**SOURCE MATERIAL**
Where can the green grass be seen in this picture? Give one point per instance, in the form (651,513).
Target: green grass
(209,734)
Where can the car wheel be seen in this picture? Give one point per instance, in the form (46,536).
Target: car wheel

**TASK BRIEF**
Starting at the line with "Target: green grass", print each remaining line of the listing above exactly as it appears.

**TASK SOLUTION**
Target: green grass
(209,734)
Where can the car wheel be seen in this picture? Give one point per instance, in the form (46,536).
Target: car wheel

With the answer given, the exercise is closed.